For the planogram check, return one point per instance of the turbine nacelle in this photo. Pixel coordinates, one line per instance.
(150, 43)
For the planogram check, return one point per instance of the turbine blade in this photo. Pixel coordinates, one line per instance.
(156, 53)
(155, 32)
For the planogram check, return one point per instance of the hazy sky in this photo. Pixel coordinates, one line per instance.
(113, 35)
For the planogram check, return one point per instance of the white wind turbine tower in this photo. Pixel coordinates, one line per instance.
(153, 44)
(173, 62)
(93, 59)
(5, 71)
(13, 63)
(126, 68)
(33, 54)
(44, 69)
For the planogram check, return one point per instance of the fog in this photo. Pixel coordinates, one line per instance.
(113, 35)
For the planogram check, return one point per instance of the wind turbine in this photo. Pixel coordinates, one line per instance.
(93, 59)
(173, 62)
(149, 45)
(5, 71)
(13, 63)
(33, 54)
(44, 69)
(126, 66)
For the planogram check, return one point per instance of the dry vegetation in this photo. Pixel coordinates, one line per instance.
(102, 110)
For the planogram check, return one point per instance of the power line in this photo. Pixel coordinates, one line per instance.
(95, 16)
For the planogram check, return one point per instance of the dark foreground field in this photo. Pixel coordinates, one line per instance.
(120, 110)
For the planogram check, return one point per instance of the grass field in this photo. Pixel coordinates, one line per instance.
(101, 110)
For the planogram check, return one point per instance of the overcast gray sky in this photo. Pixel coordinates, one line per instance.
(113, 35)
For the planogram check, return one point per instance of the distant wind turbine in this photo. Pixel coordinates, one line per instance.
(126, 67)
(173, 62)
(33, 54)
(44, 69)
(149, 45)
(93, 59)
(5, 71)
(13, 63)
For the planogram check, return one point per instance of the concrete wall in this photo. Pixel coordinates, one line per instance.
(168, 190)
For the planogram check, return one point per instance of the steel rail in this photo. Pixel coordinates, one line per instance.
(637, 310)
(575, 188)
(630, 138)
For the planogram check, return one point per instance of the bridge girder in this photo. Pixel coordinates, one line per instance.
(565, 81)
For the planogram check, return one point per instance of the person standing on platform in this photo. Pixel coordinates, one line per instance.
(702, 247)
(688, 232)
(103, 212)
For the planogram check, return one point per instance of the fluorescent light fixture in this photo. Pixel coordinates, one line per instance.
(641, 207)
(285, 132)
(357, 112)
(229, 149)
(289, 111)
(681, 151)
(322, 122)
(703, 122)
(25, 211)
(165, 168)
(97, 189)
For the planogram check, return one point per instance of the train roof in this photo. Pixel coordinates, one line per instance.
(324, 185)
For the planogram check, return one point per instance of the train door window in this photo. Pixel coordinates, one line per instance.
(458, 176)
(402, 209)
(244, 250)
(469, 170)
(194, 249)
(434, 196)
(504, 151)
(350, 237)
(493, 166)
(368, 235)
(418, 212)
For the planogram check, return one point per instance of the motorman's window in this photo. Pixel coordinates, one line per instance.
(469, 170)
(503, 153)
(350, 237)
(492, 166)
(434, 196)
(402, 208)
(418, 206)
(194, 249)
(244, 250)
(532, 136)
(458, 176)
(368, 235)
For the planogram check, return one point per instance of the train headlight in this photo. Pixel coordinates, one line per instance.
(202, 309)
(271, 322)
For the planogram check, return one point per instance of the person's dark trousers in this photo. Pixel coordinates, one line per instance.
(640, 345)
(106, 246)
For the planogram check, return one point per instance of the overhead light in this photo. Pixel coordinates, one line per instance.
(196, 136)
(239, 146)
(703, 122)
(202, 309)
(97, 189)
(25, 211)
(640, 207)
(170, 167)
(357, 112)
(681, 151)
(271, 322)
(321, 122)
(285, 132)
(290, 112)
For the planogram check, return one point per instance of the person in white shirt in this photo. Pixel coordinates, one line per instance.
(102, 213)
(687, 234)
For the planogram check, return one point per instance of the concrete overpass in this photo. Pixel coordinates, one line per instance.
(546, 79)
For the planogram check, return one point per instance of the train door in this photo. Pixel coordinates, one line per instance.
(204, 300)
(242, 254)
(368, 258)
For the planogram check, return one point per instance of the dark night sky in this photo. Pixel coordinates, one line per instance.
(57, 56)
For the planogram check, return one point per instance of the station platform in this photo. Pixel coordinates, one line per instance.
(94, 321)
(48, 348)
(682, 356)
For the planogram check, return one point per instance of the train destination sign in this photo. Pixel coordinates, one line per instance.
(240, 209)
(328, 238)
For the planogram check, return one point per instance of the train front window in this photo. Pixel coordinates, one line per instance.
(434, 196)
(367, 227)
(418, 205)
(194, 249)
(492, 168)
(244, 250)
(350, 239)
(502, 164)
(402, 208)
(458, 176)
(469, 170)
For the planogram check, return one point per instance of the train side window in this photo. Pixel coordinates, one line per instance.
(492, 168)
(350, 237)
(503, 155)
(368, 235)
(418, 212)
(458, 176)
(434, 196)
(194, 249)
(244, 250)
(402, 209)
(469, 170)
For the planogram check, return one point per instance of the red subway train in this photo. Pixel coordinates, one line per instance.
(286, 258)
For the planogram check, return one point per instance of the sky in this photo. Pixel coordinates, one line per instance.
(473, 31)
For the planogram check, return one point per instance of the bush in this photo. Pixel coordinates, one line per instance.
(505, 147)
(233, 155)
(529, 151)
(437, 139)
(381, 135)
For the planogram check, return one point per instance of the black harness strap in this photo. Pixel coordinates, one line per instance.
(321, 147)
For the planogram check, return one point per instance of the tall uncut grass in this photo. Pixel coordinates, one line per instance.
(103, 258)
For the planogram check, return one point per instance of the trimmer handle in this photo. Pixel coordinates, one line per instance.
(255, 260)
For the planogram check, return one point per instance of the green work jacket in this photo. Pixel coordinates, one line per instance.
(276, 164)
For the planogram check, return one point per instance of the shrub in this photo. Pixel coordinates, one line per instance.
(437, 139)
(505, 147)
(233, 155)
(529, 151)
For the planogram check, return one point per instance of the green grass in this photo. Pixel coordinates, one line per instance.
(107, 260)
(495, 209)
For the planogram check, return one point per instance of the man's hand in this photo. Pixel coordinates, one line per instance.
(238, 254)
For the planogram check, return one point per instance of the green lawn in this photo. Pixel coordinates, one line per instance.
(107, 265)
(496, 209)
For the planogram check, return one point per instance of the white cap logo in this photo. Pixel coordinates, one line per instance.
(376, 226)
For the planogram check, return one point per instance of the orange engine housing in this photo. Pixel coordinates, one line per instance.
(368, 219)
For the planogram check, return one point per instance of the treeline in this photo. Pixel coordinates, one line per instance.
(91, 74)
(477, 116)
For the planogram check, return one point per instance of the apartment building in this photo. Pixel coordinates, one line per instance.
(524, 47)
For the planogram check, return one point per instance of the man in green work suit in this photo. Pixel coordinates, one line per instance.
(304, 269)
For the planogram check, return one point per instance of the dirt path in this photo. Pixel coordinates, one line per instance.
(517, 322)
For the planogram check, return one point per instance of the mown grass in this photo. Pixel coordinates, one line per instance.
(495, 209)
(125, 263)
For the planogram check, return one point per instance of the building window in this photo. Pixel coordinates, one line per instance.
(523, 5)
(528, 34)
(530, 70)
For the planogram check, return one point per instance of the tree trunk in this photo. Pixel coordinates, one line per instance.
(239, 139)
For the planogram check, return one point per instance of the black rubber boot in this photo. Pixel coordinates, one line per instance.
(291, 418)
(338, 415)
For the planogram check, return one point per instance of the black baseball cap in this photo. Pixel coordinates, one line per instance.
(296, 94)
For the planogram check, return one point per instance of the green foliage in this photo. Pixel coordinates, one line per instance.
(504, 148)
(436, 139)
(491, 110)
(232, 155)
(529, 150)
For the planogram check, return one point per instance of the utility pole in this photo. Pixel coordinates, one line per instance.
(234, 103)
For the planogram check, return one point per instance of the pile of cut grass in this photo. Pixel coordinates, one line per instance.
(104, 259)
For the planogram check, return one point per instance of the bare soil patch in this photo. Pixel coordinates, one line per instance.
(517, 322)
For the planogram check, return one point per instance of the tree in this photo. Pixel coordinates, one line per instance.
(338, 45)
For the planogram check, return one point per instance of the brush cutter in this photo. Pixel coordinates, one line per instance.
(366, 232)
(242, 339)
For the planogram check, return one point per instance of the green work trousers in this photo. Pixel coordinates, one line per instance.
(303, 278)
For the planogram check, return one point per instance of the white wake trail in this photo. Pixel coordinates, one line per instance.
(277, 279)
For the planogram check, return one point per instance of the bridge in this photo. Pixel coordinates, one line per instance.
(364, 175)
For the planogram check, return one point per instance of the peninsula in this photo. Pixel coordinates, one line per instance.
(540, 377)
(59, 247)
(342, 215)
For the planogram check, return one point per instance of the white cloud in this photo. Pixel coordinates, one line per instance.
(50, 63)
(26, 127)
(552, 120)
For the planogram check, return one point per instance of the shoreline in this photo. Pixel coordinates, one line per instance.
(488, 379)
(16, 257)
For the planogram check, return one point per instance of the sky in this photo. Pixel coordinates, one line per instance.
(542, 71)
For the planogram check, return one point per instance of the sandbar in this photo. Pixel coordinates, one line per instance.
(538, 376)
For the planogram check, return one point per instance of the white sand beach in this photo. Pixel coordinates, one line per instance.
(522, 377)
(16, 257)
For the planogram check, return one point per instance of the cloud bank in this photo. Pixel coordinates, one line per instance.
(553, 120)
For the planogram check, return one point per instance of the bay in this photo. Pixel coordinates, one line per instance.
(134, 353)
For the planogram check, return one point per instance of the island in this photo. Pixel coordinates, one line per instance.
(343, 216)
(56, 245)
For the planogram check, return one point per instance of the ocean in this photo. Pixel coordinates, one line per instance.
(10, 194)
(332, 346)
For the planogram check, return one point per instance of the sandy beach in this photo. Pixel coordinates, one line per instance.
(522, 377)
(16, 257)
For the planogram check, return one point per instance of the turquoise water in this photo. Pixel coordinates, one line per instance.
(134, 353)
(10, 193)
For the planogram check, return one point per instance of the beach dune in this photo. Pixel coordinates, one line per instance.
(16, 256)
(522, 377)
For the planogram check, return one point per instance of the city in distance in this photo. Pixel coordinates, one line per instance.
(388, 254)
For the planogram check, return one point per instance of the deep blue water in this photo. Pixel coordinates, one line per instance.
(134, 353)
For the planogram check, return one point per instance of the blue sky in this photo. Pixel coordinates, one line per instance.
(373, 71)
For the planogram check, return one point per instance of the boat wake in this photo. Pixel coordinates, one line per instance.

▶ [What you are asked to do] Quote the line that contains "of the city" and each line after it through the end of the data, exactly, leaving out everything else.

▶ [Solution to this problem]
For the planogram check, return one point per instance of the city in distance in this photo. Pixel coordinates, one line per instance.
(388, 254)
For the planogram check, return one point per instance of the deep blue water in this photo. Pixel coordinates, one line per instance.
(134, 353)
For the planogram check, return one point per instance of the blue sky in this photo. Pixel coordinates, one line per instance.
(373, 71)
For the planogram check, return one point per instance of the boat wake in this photo. Pixel coordinates, one line per instance.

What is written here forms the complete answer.